**EXERCISE BRIEF**
For the data that follows, give the number of lines in which "white" appears. Add nothing to it.

(Data items)
• • • •
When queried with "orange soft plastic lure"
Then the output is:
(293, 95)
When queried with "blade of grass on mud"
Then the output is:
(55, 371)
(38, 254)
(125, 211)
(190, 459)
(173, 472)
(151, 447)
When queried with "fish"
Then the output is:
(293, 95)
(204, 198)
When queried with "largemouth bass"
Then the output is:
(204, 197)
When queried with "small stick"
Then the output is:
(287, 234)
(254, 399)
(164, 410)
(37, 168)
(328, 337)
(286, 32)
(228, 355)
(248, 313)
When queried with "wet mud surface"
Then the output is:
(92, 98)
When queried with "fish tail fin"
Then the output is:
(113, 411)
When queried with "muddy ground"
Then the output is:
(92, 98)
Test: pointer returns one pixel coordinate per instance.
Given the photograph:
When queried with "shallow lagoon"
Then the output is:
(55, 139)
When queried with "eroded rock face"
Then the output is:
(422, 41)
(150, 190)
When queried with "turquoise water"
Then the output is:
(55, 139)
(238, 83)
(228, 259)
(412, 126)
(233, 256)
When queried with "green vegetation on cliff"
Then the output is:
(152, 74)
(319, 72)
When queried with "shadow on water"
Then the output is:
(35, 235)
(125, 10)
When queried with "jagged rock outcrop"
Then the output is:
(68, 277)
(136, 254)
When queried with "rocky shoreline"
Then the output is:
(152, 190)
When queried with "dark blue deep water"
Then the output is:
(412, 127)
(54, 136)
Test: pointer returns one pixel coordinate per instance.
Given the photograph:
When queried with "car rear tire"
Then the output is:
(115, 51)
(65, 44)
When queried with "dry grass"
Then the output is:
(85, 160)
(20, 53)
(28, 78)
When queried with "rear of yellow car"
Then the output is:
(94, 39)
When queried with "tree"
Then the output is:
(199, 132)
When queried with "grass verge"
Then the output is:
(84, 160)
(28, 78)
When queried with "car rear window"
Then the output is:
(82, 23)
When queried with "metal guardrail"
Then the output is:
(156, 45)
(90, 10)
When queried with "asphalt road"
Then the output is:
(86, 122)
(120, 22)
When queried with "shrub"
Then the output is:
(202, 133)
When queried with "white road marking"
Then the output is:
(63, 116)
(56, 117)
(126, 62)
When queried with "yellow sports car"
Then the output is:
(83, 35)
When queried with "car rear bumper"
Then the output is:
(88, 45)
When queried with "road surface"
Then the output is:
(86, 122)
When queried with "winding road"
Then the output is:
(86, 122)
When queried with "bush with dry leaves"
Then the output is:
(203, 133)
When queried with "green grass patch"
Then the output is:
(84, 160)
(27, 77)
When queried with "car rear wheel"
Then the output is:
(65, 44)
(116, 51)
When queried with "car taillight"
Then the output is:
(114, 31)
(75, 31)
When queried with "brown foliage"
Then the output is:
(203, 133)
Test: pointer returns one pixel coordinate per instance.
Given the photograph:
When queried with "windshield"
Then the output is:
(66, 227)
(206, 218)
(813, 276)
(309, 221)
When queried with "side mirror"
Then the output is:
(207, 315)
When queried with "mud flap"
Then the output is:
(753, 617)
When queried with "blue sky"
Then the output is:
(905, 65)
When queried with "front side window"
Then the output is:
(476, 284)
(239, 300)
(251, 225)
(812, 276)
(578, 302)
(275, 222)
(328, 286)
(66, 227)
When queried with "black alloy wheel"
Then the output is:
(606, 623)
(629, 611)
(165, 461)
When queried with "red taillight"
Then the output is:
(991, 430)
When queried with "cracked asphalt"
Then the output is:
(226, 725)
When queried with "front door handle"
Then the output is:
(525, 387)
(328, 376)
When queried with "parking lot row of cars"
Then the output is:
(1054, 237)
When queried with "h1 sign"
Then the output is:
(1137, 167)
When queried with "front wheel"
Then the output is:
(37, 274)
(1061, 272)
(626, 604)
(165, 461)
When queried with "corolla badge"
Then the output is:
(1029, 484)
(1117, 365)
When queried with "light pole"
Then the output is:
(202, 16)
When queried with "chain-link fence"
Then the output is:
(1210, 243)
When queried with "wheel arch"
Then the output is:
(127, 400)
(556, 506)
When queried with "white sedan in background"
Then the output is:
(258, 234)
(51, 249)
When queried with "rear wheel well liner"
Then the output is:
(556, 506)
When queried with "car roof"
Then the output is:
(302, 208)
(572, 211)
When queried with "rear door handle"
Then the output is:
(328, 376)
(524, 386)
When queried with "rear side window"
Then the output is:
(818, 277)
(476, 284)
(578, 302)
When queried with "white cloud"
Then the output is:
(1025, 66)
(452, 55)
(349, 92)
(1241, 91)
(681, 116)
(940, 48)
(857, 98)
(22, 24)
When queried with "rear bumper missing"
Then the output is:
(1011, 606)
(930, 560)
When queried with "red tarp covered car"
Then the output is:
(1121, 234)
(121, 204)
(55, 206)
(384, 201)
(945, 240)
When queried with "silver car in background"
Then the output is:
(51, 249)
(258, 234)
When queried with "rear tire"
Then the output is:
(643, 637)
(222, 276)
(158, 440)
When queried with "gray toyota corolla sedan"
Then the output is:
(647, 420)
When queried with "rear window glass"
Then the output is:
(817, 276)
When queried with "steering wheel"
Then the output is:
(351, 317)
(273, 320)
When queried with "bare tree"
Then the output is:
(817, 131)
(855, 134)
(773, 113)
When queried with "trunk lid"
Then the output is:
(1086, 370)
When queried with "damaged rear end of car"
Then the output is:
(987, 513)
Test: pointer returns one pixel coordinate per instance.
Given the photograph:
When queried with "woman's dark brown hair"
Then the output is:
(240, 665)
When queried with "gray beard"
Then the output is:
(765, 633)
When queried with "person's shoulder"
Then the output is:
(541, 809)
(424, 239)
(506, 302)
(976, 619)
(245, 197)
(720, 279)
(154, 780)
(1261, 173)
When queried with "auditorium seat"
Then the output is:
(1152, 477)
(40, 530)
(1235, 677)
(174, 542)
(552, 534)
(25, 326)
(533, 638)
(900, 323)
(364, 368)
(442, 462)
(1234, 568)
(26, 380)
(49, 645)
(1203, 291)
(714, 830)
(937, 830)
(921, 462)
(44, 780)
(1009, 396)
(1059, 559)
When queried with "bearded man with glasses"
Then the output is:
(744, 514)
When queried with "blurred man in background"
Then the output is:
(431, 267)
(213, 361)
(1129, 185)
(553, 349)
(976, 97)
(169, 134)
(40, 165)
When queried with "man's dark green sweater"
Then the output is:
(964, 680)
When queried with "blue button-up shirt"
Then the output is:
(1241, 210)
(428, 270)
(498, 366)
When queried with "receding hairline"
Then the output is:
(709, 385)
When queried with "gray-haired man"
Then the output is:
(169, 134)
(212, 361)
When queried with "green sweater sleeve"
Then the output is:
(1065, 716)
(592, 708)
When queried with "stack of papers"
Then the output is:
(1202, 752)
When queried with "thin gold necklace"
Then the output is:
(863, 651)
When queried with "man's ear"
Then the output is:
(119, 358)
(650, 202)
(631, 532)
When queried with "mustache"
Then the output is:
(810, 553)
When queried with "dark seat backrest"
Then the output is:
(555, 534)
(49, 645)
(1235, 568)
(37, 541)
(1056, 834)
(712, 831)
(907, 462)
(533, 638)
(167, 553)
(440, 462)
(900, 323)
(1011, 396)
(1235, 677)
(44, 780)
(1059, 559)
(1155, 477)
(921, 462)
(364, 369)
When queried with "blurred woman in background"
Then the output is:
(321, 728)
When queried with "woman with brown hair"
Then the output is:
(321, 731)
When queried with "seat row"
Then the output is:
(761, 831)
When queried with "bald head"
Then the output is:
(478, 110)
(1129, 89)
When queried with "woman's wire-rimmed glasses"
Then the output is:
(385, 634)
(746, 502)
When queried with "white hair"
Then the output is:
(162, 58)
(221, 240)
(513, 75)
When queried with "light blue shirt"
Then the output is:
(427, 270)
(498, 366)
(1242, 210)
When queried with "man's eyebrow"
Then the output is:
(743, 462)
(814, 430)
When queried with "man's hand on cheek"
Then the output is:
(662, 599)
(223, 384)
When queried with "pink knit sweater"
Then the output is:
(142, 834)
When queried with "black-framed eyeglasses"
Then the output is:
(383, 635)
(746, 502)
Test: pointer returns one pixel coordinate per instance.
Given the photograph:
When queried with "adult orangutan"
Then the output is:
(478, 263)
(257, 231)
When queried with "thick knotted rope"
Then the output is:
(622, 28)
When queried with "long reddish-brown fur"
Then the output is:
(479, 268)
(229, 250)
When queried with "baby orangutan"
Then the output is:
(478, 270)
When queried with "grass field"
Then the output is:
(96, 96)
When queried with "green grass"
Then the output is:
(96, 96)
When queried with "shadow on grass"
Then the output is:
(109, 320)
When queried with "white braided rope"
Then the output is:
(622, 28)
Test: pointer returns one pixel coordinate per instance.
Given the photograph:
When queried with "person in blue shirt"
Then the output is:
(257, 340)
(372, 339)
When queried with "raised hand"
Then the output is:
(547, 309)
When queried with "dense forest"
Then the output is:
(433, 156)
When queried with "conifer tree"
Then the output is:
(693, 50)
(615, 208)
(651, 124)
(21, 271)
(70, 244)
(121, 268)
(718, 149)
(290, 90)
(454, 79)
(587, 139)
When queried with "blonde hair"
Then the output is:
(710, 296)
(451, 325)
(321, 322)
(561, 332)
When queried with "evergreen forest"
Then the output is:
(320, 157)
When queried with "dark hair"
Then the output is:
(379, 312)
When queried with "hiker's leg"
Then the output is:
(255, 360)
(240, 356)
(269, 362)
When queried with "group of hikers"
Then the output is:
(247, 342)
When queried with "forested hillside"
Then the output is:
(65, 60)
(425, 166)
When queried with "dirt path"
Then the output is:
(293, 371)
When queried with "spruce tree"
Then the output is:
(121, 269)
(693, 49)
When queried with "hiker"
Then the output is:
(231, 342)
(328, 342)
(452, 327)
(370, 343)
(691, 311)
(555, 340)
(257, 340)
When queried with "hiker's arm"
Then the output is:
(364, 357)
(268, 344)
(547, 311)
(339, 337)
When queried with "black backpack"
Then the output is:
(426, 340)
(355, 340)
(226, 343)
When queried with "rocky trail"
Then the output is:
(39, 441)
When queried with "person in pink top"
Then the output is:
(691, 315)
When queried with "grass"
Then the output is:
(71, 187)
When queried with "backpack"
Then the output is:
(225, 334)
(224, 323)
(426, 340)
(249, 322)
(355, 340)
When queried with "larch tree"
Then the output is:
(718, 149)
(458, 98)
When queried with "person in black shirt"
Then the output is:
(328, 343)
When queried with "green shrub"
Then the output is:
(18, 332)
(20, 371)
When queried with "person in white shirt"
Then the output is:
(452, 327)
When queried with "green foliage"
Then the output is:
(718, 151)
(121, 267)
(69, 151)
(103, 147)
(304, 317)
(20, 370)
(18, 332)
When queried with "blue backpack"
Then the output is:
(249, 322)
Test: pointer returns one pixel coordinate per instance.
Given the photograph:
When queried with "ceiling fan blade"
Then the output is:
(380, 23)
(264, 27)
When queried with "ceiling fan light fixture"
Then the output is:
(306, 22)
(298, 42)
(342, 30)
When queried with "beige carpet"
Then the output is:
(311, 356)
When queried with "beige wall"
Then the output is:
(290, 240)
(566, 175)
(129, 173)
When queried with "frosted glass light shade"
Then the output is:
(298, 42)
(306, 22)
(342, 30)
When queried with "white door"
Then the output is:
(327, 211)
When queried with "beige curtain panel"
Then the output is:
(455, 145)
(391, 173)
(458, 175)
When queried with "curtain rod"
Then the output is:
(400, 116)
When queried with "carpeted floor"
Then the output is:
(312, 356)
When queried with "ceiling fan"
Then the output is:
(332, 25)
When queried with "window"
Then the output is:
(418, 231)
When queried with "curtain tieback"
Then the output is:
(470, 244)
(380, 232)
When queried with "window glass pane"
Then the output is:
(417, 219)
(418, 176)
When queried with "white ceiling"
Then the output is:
• • • •
**RESPONSE AREA**
8